* [DATASET RECORDS]
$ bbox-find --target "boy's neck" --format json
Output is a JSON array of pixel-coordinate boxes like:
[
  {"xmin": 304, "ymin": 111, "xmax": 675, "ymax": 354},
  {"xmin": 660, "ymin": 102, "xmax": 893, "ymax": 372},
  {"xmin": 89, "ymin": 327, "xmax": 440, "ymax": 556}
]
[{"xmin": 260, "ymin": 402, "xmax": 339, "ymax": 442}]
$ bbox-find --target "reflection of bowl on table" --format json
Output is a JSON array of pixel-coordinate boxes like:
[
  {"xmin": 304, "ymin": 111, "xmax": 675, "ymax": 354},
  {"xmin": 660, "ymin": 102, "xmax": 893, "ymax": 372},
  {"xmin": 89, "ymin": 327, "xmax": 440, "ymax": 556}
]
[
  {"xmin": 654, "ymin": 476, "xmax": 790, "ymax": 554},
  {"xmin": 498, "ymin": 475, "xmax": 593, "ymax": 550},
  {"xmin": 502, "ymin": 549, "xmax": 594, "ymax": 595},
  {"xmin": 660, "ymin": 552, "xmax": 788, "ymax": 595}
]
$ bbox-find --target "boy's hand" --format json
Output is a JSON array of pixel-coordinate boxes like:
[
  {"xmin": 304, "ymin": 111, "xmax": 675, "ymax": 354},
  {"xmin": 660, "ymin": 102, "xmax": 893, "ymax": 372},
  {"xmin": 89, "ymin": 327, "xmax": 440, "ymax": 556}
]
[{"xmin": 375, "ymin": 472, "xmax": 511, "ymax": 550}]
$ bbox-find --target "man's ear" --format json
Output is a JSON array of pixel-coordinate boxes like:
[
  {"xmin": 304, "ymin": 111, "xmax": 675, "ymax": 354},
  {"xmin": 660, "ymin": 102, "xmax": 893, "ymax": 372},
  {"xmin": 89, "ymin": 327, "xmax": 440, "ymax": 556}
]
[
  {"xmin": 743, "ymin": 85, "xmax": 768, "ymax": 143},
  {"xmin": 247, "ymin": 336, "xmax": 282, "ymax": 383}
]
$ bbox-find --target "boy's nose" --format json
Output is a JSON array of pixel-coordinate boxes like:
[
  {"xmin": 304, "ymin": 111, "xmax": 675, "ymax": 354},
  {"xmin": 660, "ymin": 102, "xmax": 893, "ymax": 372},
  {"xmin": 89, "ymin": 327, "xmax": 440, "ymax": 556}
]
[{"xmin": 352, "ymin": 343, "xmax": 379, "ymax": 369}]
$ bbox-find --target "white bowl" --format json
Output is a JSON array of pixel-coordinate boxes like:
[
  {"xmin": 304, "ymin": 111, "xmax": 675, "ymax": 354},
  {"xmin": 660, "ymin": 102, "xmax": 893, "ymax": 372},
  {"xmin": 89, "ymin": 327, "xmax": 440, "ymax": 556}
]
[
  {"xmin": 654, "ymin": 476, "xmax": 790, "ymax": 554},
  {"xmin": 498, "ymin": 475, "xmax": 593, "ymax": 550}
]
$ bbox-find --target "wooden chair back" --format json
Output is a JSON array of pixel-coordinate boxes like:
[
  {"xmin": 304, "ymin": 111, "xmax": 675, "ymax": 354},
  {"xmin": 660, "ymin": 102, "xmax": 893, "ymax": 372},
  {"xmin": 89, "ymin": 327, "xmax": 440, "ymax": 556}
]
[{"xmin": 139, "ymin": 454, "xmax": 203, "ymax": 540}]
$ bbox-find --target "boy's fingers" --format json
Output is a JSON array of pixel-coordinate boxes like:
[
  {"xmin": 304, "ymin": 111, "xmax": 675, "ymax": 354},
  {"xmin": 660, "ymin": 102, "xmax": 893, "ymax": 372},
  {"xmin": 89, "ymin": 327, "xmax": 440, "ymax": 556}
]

==

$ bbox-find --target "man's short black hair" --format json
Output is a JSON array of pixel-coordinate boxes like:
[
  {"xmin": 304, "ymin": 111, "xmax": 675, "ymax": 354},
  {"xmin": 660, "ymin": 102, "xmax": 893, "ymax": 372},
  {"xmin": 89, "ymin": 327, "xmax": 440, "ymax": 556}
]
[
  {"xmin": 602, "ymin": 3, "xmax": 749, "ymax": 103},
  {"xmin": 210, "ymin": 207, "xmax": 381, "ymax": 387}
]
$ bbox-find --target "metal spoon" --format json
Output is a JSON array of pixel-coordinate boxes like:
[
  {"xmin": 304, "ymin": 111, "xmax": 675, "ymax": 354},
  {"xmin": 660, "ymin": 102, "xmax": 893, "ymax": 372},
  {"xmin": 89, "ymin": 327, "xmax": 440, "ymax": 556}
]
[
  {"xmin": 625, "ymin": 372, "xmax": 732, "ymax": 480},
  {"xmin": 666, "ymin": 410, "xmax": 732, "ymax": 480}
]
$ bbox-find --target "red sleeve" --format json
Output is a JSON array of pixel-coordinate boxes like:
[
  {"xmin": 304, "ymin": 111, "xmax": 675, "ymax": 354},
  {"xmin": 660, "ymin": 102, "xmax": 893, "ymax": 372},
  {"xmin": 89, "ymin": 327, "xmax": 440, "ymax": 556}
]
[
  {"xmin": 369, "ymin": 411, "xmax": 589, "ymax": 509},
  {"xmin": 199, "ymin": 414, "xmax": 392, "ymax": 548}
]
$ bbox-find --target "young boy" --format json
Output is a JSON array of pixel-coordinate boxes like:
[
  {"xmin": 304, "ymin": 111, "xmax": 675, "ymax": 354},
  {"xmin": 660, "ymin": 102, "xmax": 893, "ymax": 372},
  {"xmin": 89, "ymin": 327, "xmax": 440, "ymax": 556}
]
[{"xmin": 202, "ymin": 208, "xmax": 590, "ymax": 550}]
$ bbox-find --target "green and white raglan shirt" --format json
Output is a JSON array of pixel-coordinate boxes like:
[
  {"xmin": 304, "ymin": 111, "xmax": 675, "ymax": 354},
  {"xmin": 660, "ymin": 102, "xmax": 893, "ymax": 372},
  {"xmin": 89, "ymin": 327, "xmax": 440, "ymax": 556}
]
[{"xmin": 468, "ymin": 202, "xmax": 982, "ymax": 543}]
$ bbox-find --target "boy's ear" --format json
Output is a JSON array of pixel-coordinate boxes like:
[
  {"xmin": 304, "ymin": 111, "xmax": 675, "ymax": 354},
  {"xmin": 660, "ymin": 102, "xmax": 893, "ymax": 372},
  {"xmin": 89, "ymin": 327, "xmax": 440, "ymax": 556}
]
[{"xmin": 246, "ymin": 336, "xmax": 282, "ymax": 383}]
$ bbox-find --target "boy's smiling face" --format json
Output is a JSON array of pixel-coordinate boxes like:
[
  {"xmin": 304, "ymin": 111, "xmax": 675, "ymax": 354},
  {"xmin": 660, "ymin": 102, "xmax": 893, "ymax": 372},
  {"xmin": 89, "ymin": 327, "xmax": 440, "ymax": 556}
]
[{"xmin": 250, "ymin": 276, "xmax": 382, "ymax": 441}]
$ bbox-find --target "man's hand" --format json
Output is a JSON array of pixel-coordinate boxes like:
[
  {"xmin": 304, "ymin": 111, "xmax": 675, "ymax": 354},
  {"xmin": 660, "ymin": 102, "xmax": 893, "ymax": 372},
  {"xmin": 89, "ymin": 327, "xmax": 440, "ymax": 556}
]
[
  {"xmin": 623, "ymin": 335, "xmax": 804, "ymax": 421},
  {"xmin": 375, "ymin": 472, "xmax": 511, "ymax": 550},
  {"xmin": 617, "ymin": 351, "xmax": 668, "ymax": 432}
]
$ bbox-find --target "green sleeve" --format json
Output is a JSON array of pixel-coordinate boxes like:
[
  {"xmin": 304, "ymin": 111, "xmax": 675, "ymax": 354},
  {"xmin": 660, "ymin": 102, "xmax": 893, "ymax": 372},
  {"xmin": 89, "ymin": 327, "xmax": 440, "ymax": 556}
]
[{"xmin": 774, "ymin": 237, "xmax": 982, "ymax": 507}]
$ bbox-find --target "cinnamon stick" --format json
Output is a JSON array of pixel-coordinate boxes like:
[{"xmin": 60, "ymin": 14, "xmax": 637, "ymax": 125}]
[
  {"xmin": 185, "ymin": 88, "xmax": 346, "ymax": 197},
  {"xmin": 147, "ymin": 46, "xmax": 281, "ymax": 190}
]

* [WHAT YOU HAVE TO DO]
Tally how many lines of the records hold the word "white". Answer with the number only.

* [WRITTEN SOLUTION]
2